● Page excerpt

Acharya M Hiriyanna’s teaching knew no retirement age. On a more profound plane, M. Hiriyanna as a preceptor and Acharya reveals to all of us living in the present time a glaring virtue; glaring because it is largely absent—the virtue of Vyaktiprabhava or the transformative force of personal conduct of a teacher. N. Shivarama Sastri observes in the foregoing tribute to his Guru how M. Hiriyanna’s students knew more about him than his own relatives did. It is for this reason also that he was widely revered as the Sage of the Maharaja College, Mysore. No student or seeker of knowledge who came to him returned with an empty stomach. They returned with a fuller intellect and an enriched inner life.

● Source material
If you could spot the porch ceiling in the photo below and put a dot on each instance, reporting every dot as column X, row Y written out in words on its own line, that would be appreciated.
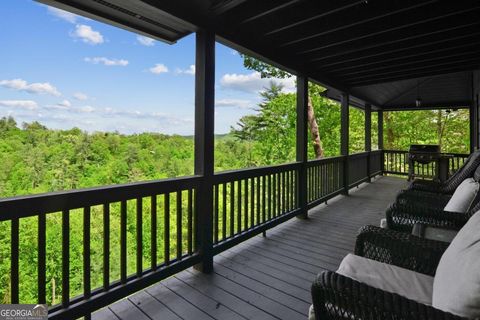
column 376, row 50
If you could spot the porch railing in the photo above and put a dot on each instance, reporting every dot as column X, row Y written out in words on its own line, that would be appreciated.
column 396, row 162
column 164, row 239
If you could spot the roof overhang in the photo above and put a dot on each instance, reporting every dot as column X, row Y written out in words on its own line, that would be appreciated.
column 377, row 51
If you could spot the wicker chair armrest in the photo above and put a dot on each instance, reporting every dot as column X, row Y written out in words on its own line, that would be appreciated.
column 338, row 297
column 402, row 217
column 400, row 249
column 427, row 199
column 426, row 185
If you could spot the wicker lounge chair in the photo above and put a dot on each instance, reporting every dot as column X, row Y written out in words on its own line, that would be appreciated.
column 449, row 186
column 336, row 296
column 402, row 217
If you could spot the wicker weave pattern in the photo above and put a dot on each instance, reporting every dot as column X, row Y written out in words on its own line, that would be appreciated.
column 433, row 200
column 402, row 217
column 400, row 249
column 338, row 297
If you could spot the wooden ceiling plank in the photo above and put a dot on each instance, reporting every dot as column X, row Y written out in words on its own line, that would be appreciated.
column 475, row 51
column 412, row 75
column 322, row 13
column 267, row 12
column 450, row 15
column 403, row 43
column 452, row 63
column 356, row 19
column 400, row 56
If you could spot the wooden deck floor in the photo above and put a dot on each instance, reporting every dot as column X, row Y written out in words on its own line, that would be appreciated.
column 265, row 278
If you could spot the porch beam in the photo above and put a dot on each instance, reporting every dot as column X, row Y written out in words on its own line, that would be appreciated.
column 301, row 143
column 344, row 136
column 204, row 144
column 380, row 138
column 368, row 135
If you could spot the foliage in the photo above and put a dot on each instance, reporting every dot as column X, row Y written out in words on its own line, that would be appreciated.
column 36, row 159
column 448, row 128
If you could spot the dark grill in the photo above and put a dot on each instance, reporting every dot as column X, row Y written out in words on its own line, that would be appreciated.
column 423, row 153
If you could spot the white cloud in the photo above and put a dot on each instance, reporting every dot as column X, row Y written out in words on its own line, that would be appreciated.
column 23, row 104
column 62, row 14
column 159, row 68
column 254, row 83
column 37, row 87
column 65, row 104
column 87, row 34
column 146, row 41
column 233, row 103
column 85, row 109
column 106, row 61
column 190, row 70
column 80, row 96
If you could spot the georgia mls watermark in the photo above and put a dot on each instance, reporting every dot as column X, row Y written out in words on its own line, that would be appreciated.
column 23, row 311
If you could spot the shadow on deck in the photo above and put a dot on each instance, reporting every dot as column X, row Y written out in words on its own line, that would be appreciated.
column 265, row 278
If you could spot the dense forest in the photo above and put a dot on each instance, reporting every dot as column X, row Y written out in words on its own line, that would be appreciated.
column 37, row 159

● Work instruction
Revise the portion of the passage on M. Hiriyanna that opens with "Acharya M Hiriyanna’s" and closes with "enriched inner life.", substituting "mentor" for "preceptor".

● Result of the task
Acharya M Hiriyanna’s teaching knew no retirement age. On a more profound plane, M. Hiriyanna as a mentor and Acharya reveals to all of us living in the present time a glaring virtue; glaring because it is largely absent—the virtue of Vyaktiprabhava or the transformative force of personal conduct of a teacher. N. Shivarama Sastri observes in the foregoing tribute to his Guru how M. Hiriyanna’s students knew more about him than his own relatives did. It is for this reason also that he was widely revered as the Sage of the Maharaja College, Mysore. No student or seeker of knowledge who came to him returned with an empty stomach. They returned with a fuller intellect and an enriched inner life.